• [PROBLEM REQUIREMENTS]:
Which lines in the entries below contain the string "road"? Show each of them in full.

SUPPLIED MATERIAL below:

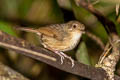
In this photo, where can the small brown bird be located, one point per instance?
(59, 37)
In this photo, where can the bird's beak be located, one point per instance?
(83, 32)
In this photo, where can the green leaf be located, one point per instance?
(7, 28)
(82, 54)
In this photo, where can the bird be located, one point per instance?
(59, 37)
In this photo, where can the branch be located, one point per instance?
(7, 73)
(48, 57)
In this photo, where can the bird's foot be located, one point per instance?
(62, 55)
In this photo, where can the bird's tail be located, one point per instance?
(26, 29)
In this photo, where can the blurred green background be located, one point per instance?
(36, 13)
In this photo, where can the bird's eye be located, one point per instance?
(74, 25)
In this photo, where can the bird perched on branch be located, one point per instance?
(59, 37)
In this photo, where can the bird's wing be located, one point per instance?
(54, 31)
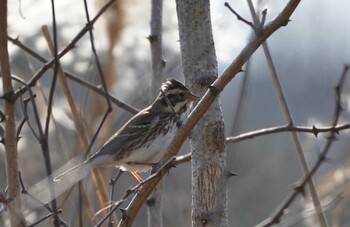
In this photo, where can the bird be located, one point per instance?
(140, 143)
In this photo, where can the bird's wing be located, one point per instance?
(136, 131)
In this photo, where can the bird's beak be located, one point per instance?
(194, 98)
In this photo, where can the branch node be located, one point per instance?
(9, 96)
(239, 17)
(152, 38)
(151, 201)
(230, 174)
(124, 214)
(213, 90)
(315, 130)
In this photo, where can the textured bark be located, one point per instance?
(10, 123)
(209, 181)
(154, 202)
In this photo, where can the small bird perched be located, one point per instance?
(142, 141)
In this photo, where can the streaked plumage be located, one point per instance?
(142, 140)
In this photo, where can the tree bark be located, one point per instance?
(209, 178)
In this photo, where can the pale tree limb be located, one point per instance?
(10, 138)
(209, 97)
(154, 202)
(300, 188)
(208, 163)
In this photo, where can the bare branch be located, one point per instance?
(276, 217)
(286, 128)
(74, 78)
(229, 73)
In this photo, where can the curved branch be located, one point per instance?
(209, 97)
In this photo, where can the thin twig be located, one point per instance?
(289, 119)
(219, 84)
(69, 47)
(286, 128)
(45, 205)
(158, 174)
(300, 188)
(239, 17)
(10, 136)
(74, 78)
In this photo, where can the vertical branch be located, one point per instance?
(209, 178)
(10, 127)
(155, 39)
(154, 203)
(288, 118)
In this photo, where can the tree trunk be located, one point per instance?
(209, 178)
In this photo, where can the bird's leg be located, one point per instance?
(137, 176)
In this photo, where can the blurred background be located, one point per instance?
(309, 55)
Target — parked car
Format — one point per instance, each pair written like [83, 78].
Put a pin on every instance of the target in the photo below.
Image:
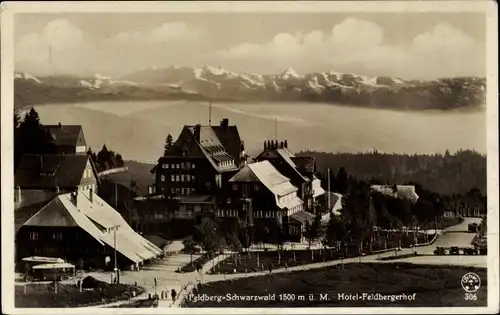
[439, 251]
[473, 227]
[54, 272]
[454, 250]
[27, 263]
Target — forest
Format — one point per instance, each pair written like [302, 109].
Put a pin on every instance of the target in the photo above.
[441, 173]
[31, 138]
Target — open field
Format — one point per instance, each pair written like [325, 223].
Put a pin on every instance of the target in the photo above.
[433, 286]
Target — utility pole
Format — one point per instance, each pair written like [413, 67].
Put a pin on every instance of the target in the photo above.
[210, 114]
[116, 262]
[116, 196]
[329, 189]
[275, 128]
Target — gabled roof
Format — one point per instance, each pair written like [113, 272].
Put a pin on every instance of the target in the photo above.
[230, 139]
[287, 156]
[402, 191]
[61, 212]
[268, 175]
[302, 217]
[65, 135]
[245, 175]
[316, 186]
[38, 171]
[213, 149]
[96, 217]
[305, 164]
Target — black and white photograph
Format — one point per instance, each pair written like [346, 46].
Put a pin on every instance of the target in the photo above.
[269, 157]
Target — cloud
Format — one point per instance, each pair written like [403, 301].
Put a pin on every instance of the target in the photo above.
[58, 36]
[59, 39]
[360, 46]
[73, 52]
[167, 32]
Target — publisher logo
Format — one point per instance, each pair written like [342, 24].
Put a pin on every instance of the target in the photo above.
[471, 282]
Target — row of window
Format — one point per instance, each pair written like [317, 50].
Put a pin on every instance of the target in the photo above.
[182, 191]
[55, 236]
[264, 214]
[225, 163]
[182, 165]
[179, 178]
[226, 213]
[87, 173]
[256, 186]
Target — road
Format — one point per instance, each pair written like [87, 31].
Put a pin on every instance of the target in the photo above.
[168, 279]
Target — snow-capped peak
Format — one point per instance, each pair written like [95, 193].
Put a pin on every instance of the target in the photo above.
[26, 76]
[215, 70]
[290, 73]
[101, 77]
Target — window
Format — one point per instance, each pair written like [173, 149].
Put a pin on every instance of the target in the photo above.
[57, 236]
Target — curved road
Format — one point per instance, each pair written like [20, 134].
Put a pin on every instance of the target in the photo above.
[168, 279]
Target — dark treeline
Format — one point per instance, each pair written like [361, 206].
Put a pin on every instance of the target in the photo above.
[364, 209]
[442, 173]
[30, 137]
[105, 159]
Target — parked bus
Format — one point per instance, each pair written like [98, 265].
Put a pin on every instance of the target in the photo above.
[28, 262]
[51, 272]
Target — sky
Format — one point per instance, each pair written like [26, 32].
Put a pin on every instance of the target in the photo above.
[418, 45]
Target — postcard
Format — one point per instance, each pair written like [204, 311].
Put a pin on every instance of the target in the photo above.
[283, 157]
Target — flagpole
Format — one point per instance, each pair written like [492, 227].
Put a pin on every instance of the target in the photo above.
[210, 114]
[329, 189]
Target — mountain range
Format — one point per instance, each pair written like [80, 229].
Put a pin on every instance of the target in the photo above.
[217, 84]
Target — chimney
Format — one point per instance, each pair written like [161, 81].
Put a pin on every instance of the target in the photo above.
[197, 130]
[224, 123]
[17, 196]
[74, 198]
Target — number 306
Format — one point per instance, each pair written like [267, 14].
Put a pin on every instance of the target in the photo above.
[470, 297]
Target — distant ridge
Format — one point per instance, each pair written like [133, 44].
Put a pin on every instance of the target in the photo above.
[216, 83]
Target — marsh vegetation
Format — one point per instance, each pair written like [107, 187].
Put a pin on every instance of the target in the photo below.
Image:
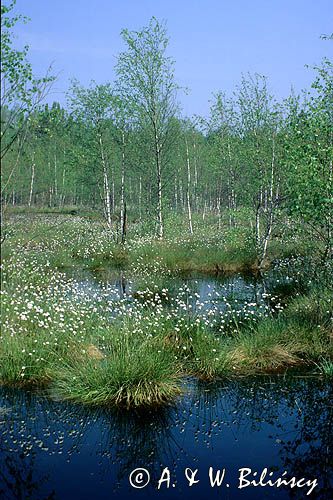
[119, 180]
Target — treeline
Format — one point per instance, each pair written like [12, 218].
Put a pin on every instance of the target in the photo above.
[123, 147]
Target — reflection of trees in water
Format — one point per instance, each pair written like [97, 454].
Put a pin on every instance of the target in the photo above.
[301, 411]
[121, 441]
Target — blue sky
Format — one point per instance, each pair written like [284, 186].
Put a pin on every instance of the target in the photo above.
[212, 41]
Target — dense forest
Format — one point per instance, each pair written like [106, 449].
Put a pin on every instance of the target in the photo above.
[125, 149]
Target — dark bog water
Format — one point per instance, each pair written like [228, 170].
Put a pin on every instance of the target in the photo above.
[57, 450]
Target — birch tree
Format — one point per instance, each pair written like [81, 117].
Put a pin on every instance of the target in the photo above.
[95, 106]
[146, 82]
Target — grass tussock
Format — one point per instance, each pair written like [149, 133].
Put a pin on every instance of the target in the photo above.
[132, 350]
[130, 374]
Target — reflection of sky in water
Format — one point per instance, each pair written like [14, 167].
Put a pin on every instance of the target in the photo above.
[201, 293]
[80, 453]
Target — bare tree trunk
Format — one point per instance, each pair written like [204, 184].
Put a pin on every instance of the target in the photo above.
[188, 188]
[55, 178]
[32, 179]
[159, 203]
[140, 198]
[106, 194]
[271, 209]
[160, 228]
[122, 192]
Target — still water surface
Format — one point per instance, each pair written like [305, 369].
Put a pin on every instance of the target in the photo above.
[56, 450]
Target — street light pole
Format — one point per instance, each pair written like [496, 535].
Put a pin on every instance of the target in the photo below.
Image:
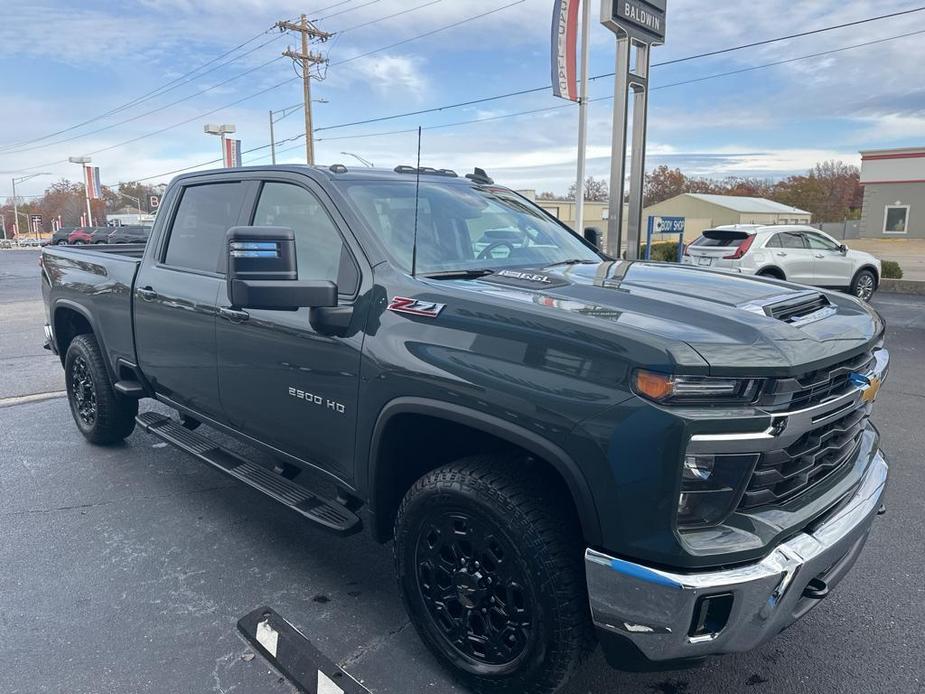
[222, 130]
[83, 161]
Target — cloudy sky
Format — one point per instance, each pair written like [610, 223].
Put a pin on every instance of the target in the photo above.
[94, 64]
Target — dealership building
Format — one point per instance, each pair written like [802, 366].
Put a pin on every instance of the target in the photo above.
[894, 193]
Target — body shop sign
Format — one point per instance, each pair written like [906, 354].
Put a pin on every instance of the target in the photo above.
[641, 19]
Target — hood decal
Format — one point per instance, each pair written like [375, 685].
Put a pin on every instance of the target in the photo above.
[526, 279]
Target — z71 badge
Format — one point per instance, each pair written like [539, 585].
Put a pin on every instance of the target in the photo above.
[415, 307]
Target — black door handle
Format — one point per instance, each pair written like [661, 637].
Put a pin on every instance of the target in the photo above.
[234, 315]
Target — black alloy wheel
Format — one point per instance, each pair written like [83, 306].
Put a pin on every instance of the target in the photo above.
[84, 392]
[489, 557]
[474, 592]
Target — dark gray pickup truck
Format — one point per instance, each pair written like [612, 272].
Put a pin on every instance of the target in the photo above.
[675, 462]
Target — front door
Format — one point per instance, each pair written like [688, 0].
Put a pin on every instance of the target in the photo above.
[176, 293]
[284, 382]
[831, 267]
[795, 258]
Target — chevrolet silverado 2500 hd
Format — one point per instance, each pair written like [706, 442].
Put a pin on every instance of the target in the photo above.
[677, 462]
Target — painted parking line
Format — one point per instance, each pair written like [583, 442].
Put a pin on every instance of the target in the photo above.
[290, 652]
[34, 397]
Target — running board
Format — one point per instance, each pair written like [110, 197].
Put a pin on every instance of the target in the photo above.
[329, 514]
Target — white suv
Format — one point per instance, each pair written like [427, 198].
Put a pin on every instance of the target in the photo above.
[795, 253]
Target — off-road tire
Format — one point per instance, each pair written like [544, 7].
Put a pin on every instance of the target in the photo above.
[545, 543]
[113, 416]
[864, 285]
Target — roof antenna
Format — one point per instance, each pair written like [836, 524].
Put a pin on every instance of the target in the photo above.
[417, 190]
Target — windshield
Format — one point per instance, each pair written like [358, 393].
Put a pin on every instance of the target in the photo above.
[462, 227]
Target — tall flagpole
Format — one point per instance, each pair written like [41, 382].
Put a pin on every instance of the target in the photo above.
[583, 117]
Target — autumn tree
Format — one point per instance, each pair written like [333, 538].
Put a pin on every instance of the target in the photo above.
[595, 190]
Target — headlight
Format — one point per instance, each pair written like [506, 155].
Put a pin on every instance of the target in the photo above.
[666, 388]
[710, 486]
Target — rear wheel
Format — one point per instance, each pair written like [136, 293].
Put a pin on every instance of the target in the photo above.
[102, 415]
[864, 285]
[491, 573]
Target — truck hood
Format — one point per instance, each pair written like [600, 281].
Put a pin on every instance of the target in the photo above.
[726, 318]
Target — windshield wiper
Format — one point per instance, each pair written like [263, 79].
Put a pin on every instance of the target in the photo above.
[458, 274]
[574, 261]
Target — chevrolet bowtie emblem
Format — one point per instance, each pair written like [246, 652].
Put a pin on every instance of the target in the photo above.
[873, 388]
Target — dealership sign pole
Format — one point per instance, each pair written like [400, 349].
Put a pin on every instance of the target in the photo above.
[639, 25]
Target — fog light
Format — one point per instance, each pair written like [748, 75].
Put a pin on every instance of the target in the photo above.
[699, 467]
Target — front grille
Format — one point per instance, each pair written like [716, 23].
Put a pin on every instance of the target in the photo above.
[793, 311]
[817, 455]
[789, 394]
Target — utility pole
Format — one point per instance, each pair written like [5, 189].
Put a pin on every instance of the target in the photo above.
[308, 59]
[272, 140]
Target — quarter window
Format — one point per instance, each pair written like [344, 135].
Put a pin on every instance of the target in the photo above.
[205, 214]
[791, 239]
[896, 219]
[820, 243]
[320, 251]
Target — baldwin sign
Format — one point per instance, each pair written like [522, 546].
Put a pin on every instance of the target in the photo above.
[643, 20]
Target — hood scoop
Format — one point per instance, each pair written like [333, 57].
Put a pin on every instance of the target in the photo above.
[794, 309]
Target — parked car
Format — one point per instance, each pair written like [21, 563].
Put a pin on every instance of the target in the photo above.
[80, 236]
[798, 254]
[100, 234]
[678, 460]
[59, 238]
[130, 234]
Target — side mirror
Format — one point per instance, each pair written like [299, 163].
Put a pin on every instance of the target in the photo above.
[263, 272]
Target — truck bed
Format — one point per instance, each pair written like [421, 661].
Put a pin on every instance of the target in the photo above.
[93, 284]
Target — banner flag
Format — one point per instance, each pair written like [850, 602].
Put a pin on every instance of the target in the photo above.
[564, 49]
[232, 153]
[92, 181]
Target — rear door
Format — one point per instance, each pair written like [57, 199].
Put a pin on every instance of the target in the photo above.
[831, 267]
[795, 258]
[177, 291]
[285, 379]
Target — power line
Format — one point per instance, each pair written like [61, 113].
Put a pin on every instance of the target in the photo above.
[557, 107]
[164, 88]
[534, 90]
[349, 9]
[388, 16]
[428, 33]
[148, 113]
[654, 88]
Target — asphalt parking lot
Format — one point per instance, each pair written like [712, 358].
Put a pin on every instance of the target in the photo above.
[125, 569]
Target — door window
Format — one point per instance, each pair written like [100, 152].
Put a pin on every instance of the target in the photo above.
[821, 243]
[205, 214]
[790, 239]
[320, 251]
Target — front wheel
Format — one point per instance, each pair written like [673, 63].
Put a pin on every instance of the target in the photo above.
[864, 285]
[491, 573]
[102, 415]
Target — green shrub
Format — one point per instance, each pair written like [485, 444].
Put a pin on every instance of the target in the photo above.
[891, 270]
[664, 252]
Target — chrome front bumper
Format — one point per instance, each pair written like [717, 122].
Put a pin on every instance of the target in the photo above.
[655, 609]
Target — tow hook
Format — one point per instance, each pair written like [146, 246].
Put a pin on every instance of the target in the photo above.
[816, 589]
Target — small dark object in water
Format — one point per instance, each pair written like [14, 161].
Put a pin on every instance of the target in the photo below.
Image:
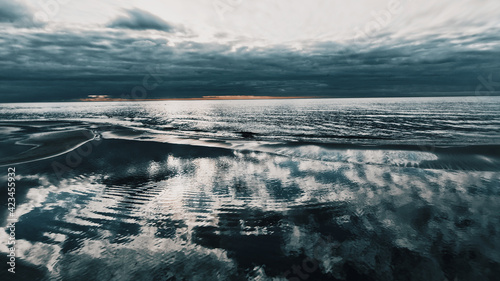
[247, 135]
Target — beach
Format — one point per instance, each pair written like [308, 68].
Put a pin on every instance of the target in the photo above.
[155, 202]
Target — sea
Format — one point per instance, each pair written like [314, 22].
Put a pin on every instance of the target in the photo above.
[281, 189]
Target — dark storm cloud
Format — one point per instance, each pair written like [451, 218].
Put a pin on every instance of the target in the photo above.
[42, 66]
[12, 11]
[141, 20]
[17, 14]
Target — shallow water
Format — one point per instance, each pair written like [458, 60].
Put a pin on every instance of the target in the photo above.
[204, 201]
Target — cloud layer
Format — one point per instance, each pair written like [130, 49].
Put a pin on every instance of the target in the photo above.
[141, 20]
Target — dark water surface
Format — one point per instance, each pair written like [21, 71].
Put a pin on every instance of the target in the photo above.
[334, 189]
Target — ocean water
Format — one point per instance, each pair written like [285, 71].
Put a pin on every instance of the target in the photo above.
[319, 189]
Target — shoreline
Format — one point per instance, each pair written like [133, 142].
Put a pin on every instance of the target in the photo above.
[245, 98]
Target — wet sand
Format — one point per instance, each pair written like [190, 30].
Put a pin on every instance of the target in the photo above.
[47, 145]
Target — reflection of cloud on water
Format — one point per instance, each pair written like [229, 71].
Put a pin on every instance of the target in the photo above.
[191, 212]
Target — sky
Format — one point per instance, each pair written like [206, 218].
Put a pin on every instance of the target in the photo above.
[67, 50]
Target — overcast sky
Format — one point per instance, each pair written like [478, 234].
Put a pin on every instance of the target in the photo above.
[55, 50]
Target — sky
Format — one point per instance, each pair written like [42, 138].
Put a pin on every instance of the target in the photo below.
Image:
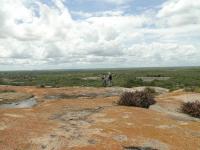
[77, 34]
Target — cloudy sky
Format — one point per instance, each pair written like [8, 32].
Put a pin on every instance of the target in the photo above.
[68, 34]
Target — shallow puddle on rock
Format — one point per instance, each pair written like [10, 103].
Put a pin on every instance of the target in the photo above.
[28, 103]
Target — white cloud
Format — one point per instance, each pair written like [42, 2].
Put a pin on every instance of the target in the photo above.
[35, 34]
[180, 12]
[116, 2]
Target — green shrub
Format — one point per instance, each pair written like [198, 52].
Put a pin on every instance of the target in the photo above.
[191, 108]
[7, 91]
[133, 82]
[138, 99]
[150, 90]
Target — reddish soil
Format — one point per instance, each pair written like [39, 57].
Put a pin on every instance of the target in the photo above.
[93, 122]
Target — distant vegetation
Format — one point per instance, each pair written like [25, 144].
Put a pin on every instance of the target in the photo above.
[138, 99]
[7, 91]
[175, 78]
[191, 108]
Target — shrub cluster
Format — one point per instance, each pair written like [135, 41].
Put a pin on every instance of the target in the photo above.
[191, 108]
[138, 99]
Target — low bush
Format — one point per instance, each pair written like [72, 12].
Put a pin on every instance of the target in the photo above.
[192, 89]
[138, 99]
[191, 108]
[7, 91]
[150, 90]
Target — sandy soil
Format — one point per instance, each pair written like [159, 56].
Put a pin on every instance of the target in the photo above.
[92, 120]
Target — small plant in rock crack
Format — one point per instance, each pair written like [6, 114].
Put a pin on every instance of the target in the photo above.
[138, 99]
[191, 108]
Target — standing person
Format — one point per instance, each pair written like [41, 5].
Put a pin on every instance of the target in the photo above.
[109, 79]
[104, 80]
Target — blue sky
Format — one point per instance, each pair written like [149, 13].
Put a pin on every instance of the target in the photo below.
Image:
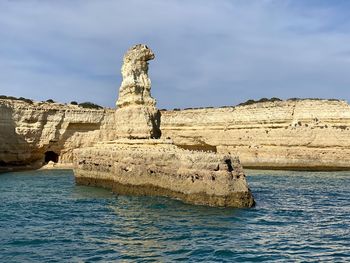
[208, 53]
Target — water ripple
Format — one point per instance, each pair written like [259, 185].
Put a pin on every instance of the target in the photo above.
[299, 217]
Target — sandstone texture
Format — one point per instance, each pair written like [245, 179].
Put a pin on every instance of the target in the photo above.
[302, 135]
[293, 134]
[29, 131]
[157, 167]
[139, 164]
[136, 115]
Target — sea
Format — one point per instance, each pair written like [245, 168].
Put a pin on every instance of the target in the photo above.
[298, 217]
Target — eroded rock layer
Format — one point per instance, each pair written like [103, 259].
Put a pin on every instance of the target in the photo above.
[30, 131]
[157, 167]
[305, 134]
[301, 134]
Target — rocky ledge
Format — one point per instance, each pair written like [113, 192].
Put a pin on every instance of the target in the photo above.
[157, 167]
[138, 162]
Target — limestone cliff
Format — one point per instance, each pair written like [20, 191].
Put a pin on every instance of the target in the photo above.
[294, 134]
[303, 134]
[150, 166]
[136, 115]
[29, 131]
[157, 167]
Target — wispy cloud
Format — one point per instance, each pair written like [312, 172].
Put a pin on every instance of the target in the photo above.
[207, 52]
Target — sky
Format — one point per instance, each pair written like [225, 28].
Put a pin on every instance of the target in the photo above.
[208, 53]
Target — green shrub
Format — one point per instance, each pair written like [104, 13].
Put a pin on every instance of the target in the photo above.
[14, 98]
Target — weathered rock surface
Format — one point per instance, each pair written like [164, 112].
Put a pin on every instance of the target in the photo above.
[306, 134]
[152, 166]
[157, 167]
[136, 115]
[28, 131]
[302, 134]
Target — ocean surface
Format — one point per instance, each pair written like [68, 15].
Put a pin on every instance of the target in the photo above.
[299, 217]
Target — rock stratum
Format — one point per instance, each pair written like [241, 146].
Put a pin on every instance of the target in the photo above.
[142, 164]
[301, 135]
[293, 134]
[157, 167]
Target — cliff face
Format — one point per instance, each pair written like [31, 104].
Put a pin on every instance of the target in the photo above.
[306, 134]
[157, 167]
[303, 134]
[142, 164]
[29, 131]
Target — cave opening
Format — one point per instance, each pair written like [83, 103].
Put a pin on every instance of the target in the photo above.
[51, 156]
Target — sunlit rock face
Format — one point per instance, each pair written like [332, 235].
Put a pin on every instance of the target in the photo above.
[139, 163]
[136, 115]
[136, 85]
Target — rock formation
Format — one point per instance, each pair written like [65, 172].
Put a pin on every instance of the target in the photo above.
[157, 167]
[29, 131]
[136, 115]
[302, 135]
[154, 166]
[293, 134]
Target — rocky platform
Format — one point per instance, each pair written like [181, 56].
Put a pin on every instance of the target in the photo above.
[157, 167]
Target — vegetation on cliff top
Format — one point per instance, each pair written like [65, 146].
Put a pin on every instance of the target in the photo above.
[251, 102]
[14, 98]
[86, 105]
[90, 105]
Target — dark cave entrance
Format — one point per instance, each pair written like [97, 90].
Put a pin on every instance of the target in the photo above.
[51, 156]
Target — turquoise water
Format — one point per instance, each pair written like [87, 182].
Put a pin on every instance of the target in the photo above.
[299, 217]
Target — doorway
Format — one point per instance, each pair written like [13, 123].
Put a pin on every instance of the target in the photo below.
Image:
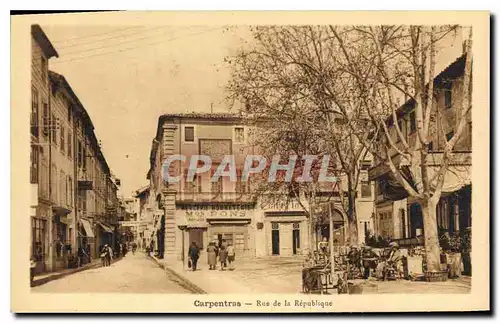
[196, 236]
[295, 238]
[275, 237]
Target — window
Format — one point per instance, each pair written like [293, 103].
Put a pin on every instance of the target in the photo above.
[413, 122]
[241, 187]
[84, 159]
[69, 113]
[34, 112]
[71, 189]
[34, 165]
[70, 144]
[43, 64]
[448, 95]
[402, 127]
[365, 164]
[63, 139]
[191, 187]
[38, 235]
[46, 120]
[189, 134]
[79, 153]
[366, 189]
[239, 135]
[54, 129]
[217, 186]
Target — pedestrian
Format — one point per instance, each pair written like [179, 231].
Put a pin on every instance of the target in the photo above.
[32, 269]
[103, 256]
[212, 255]
[223, 256]
[230, 256]
[110, 257]
[194, 254]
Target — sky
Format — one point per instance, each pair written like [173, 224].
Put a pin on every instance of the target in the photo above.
[127, 76]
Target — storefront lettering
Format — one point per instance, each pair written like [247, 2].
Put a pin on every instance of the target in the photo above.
[200, 215]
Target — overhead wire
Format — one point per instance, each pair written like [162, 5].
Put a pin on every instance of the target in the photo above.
[135, 47]
[111, 37]
[114, 44]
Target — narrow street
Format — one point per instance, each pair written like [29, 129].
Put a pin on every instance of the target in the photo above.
[132, 274]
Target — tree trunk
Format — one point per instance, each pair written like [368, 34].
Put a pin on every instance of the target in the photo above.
[311, 228]
[352, 219]
[432, 250]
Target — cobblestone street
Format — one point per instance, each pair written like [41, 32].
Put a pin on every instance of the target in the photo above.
[132, 274]
[283, 275]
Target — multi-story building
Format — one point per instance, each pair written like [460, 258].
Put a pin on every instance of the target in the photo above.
[398, 216]
[145, 217]
[203, 211]
[41, 218]
[75, 189]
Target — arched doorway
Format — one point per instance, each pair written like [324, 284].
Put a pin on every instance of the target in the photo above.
[339, 228]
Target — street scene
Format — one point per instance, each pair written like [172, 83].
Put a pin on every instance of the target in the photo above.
[264, 159]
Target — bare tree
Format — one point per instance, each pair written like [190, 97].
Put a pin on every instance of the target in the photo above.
[400, 61]
[282, 79]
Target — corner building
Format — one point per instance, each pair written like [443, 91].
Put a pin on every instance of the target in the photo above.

End of SUPPLIED MATERIAL.

• [ANSWER TO THE PROBLEM]:
Target — road
Target — curved road
Target — off-road tire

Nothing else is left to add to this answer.